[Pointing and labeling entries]
□ □ □ □
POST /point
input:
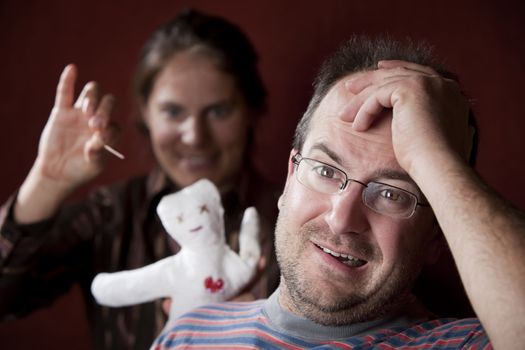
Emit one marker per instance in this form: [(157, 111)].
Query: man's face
[(315, 229)]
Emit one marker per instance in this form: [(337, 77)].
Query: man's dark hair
[(362, 53)]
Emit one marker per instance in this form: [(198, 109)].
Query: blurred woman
[(200, 94)]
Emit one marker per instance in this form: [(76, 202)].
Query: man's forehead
[(335, 99)]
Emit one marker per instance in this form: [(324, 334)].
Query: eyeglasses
[(380, 197)]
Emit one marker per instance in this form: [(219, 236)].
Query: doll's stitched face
[(193, 216)]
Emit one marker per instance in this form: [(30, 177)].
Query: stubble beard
[(305, 295)]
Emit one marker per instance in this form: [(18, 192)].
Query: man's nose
[(347, 212), (192, 130)]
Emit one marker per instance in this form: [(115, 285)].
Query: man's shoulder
[(224, 310), (438, 333), (213, 324)]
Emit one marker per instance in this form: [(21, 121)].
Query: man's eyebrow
[(378, 174), (393, 174), (324, 148)]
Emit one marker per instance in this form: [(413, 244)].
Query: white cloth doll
[(204, 270)]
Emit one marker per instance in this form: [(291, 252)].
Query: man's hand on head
[(429, 112)]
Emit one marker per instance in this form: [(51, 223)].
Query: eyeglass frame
[(298, 157)]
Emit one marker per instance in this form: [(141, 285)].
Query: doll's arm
[(249, 246), (134, 286)]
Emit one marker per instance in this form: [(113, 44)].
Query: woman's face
[(198, 121)]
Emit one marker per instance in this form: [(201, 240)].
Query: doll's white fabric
[(204, 270)]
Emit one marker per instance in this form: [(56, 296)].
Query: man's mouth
[(346, 259)]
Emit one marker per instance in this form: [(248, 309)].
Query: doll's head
[(193, 216)]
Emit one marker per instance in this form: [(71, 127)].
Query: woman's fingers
[(66, 86)]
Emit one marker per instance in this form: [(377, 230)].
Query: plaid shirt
[(116, 228)]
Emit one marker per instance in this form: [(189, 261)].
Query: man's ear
[(291, 169), (435, 244)]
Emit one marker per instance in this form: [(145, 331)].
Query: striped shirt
[(255, 325)]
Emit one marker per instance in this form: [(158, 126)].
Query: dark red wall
[(483, 42)]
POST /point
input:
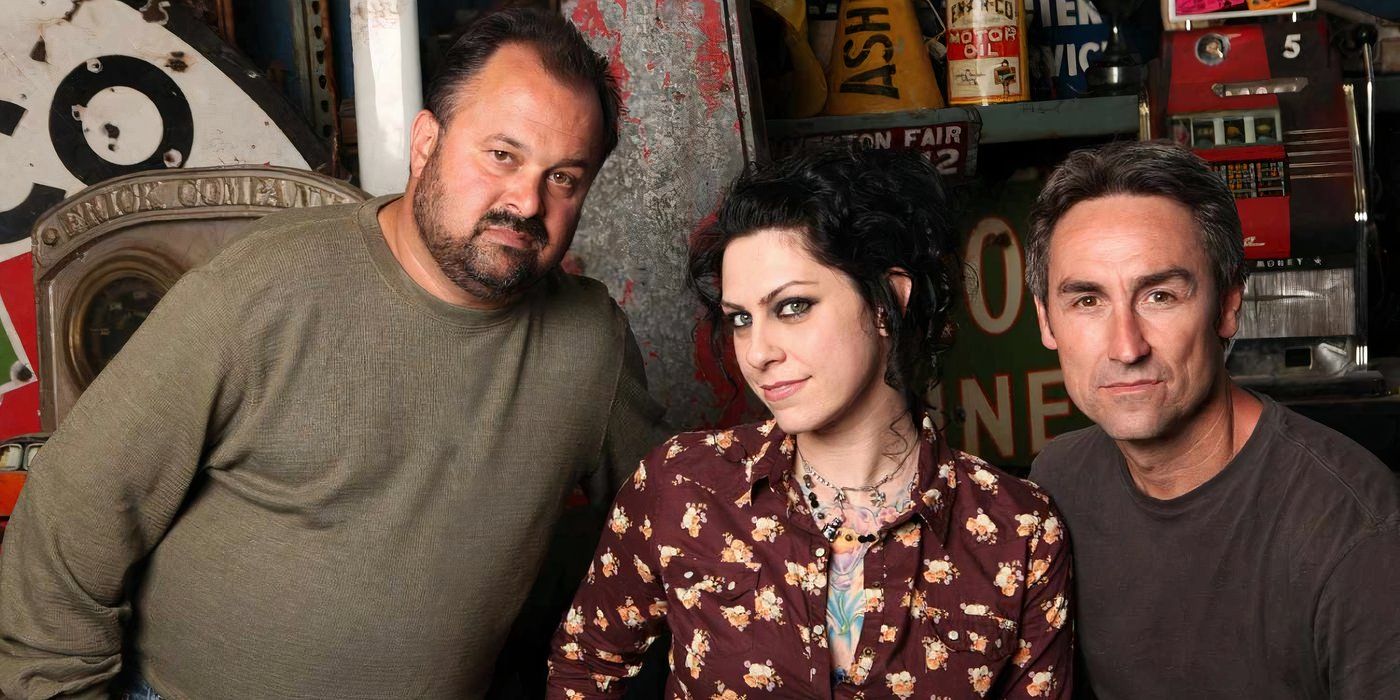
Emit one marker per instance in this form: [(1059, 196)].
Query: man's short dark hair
[(1145, 168), (562, 49)]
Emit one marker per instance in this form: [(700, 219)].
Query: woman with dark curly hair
[(840, 549)]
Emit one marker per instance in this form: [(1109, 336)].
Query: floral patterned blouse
[(966, 595)]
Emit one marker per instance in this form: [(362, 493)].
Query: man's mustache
[(501, 219)]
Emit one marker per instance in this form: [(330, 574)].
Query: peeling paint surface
[(122, 91), (678, 151)]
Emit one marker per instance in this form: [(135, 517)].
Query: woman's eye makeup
[(794, 307)]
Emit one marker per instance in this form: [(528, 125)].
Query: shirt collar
[(934, 489)]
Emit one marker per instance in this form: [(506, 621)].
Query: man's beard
[(486, 270)]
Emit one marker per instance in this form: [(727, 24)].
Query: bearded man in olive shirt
[(329, 462), (1225, 546)]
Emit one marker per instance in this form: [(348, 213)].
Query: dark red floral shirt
[(966, 595)]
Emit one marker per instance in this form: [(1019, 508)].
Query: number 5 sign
[(98, 88)]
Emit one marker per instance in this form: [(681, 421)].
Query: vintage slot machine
[(1264, 104)]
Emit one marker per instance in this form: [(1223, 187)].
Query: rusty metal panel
[(1299, 304), (689, 129), (98, 88), (108, 254)]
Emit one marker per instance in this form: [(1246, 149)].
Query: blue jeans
[(140, 690)]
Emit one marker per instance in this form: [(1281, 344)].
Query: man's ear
[(1043, 321), (423, 139), (1231, 303)]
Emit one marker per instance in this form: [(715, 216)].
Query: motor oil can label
[(986, 52)]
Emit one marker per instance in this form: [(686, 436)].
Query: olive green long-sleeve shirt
[(308, 478)]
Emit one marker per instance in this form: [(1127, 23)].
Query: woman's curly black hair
[(863, 212)]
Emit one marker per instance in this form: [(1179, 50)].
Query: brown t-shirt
[(1277, 578), (305, 476)]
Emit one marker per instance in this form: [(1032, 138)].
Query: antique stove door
[(107, 255)]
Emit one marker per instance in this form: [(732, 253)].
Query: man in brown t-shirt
[(1224, 545)]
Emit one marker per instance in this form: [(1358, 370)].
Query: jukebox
[(1264, 104)]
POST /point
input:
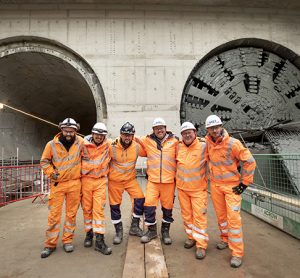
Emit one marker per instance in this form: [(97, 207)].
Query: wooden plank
[(155, 264), (134, 262)]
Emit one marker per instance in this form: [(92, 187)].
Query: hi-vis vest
[(56, 158), (95, 159), (161, 163), (192, 166), (123, 161), (225, 156)]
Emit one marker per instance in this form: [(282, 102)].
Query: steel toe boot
[(135, 229), (119, 233), (101, 246), (200, 253), (165, 228), (47, 251), (236, 262), (88, 241), (150, 234), (189, 243)]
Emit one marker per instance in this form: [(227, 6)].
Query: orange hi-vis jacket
[(95, 159), (191, 172), (123, 161), (56, 158), (225, 157), (161, 157)]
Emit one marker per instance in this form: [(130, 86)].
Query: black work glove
[(239, 189)]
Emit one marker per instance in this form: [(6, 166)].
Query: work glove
[(239, 189), (54, 176)]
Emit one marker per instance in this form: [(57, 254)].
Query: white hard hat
[(158, 122), (212, 120), (69, 122), (186, 126), (99, 128)]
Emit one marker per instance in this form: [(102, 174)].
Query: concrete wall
[(143, 55)]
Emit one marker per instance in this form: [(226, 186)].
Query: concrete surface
[(269, 252)]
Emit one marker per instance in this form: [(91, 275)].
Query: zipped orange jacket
[(226, 155), (56, 158), (191, 172)]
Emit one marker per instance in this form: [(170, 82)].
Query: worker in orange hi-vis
[(124, 152), (191, 182), (94, 169), (61, 161), (231, 168), (160, 147)]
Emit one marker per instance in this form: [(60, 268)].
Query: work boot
[(68, 247), (47, 251), (150, 234), (119, 233), (222, 245), (189, 243), (236, 262), (135, 229), (200, 253), (101, 246), (88, 241), (165, 228)]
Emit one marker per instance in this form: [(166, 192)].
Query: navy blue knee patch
[(115, 212)]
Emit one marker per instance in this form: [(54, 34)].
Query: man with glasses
[(94, 169), (124, 152), (61, 163), (231, 168), (160, 147)]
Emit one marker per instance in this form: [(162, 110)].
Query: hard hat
[(158, 122), (186, 126), (99, 128), (212, 120), (69, 122), (127, 128)]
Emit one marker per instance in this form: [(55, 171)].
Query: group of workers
[(81, 169)]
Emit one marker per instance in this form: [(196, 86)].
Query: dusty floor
[(269, 252)]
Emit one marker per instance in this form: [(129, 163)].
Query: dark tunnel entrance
[(48, 81)]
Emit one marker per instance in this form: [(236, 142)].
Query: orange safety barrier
[(22, 182)]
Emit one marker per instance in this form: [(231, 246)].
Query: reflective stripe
[(190, 179), (52, 235), (235, 231), (69, 166), (189, 171), (201, 231), (54, 226), (99, 230), (116, 221), (70, 224), (195, 235), (98, 222), (188, 231), (225, 176), (235, 208), (68, 231), (223, 224), (87, 220), (233, 239)]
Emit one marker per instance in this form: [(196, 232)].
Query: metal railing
[(274, 195), (22, 182)]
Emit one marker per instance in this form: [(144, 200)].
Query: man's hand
[(239, 189), (54, 176)]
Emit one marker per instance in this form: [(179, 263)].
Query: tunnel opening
[(48, 80)]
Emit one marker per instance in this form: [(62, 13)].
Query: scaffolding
[(274, 195)]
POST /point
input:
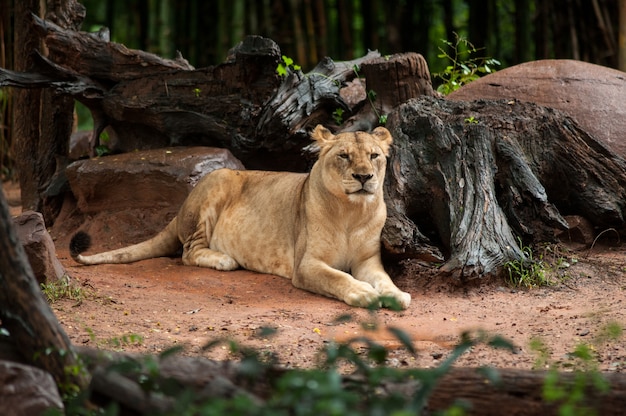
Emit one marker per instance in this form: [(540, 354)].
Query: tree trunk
[(479, 175), (26, 109), (467, 181), (32, 326), (42, 120)]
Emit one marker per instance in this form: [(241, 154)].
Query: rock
[(26, 390), (159, 178), (39, 247), (591, 94)]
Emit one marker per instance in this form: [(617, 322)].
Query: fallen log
[(482, 175), (514, 392), (467, 184)]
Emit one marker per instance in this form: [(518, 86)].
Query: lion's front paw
[(402, 299), (362, 295)]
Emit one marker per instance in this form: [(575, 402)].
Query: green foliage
[(64, 288), (103, 148), (548, 268), (371, 97), (338, 116), (570, 395), (324, 390), (527, 271), (462, 67), (286, 65)]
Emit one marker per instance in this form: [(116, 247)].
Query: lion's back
[(258, 218)]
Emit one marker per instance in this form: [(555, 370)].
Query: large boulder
[(26, 390), (38, 245), (126, 198), (593, 95)]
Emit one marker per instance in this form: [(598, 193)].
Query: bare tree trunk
[(26, 106), (622, 36), (42, 120)]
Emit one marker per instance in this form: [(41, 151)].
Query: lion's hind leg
[(205, 257)]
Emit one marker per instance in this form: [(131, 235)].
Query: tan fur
[(321, 230)]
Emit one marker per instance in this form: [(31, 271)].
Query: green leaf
[(281, 70), (404, 338)]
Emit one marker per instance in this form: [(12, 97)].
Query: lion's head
[(353, 163)]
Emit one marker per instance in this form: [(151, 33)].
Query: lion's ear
[(322, 135), (384, 138)]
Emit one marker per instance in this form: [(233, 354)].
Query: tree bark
[(42, 120), (467, 183), (26, 116), (32, 326), (480, 176)]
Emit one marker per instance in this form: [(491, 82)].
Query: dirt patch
[(166, 304), (169, 304)]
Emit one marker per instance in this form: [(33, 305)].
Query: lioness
[(312, 228)]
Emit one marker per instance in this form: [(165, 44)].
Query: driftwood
[(517, 392), (480, 175), (466, 184)]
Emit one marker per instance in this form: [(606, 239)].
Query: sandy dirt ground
[(152, 305)]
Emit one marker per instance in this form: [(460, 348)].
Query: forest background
[(511, 31)]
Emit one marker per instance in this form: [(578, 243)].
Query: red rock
[(593, 95), (39, 247), (159, 178)]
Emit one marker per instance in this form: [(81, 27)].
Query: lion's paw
[(402, 299), (362, 295), (217, 261)]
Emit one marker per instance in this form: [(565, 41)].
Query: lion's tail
[(165, 243)]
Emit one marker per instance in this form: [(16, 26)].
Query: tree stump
[(481, 176)]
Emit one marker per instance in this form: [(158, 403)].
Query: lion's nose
[(361, 177)]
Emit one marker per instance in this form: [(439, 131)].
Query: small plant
[(125, 340), (371, 97), (462, 68), (285, 65), (64, 288), (571, 395), (338, 116), (527, 271)]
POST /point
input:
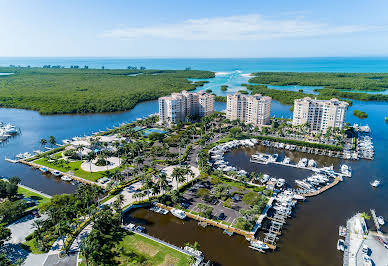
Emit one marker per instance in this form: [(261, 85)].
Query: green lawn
[(74, 167), (29, 194), (153, 252), (30, 246)]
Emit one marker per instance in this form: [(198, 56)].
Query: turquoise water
[(310, 237), (246, 65), (153, 130)]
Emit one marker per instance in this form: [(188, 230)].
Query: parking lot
[(231, 214)]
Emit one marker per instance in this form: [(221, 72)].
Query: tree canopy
[(64, 90)]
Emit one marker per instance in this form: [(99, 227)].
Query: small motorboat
[(259, 244), (66, 178), (178, 213), (43, 169), (367, 260), (365, 249), (56, 173), (340, 245), (375, 183)]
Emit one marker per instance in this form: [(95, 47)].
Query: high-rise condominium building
[(251, 109), (319, 114), (178, 106)]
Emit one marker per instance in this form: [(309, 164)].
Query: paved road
[(65, 261), (19, 230)]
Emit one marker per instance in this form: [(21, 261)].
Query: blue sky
[(198, 28)]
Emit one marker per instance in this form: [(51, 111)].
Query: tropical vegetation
[(360, 114), (328, 80), (74, 90)]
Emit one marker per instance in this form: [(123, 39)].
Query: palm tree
[(89, 158), (179, 175), (365, 216), (38, 226), (116, 144), (52, 141), (80, 148), (84, 248), (155, 189), (43, 142), (163, 182), (148, 184)]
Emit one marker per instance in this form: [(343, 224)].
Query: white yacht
[(346, 170), (286, 160), (303, 162), (367, 260), (375, 183), (65, 178), (298, 197), (56, 173), (43, 169), (259, 244), (280, 182), (303, 184), (178, 213), (380, 219), (265, 178), (312, 163), (341, 245)]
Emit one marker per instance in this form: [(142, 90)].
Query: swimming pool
[(146, 132)]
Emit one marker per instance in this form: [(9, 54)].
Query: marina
[(7, 131), (231, 247)]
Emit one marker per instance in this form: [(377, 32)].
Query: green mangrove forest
[(360, 114), (75, 90), (337, 81)]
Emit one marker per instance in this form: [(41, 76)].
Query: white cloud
[(247, 27)]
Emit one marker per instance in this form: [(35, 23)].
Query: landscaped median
[(134, 249), (74, 167), (300, 143), (32, 195)]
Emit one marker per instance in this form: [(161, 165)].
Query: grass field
[(153, 252), (74, 167), (29, 194), (30, 246), (64, 91)]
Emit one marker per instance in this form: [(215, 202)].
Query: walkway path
[(19, 231), (167, 244), (82, 180), (114, 162)]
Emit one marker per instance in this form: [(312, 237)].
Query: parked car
[(221, 216), (214, 201), (382, 242)]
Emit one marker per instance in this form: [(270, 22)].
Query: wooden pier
[(72, 176), (374, 217), (323, 189), (248, 235)]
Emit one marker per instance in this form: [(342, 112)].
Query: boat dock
[(227, 228), (262, 216), (199, 259), (314, 169), (374, 217), (72, 176), (11, 160), (33, 190), (323, 189), (36, 191)]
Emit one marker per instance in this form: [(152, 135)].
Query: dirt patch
[(146, 249), (169, 261)]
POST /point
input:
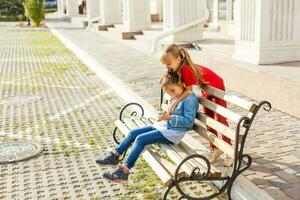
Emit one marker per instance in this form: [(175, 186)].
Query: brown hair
[(170, 78), (185, 58)]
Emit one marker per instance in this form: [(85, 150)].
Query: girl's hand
[(172, 107), (164, 117)]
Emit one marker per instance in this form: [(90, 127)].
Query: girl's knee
[(140, 140)]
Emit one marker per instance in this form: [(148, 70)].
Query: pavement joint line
[(83, 104), (122, 89), (44, 85), (46, 140), (243, 189)]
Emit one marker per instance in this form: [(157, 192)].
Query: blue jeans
[(141, 137)]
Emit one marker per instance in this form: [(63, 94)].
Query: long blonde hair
[(185, 58)]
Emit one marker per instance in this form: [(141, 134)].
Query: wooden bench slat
[(219, 127), (220, 110), (156, 166), (191, 146), (181, 151), (221, 144), (174, 156), (247, 105), (182, 147)]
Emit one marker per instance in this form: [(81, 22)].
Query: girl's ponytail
[(185, 58)]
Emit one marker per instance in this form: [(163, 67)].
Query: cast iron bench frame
[(200, 171)]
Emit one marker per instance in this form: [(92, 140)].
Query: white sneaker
[(214, 154)]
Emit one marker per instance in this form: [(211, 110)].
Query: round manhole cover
[(13, 151)]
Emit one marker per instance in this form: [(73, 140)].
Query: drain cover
□ □ □ □
> WHAT YOU WILL DO: Please reproduce the material verbatim from its first line through the line containing "[(200, 94)]", including both ends, and leave the pictures out of your answer.

> SOLUTION FOR THIS EXERCISE:
POST /point
input:
Emit one marker per instance in this form: [(157, 111)].
Query: man's face
[(315, 229)]
Emit one marker per instance in this form: [(337, 77)].
Query: man's dark hair
[(362, 53)]
Emit one marker per instance in this form: [(198, 109)].
Query: blurred woman
[(200, 94)]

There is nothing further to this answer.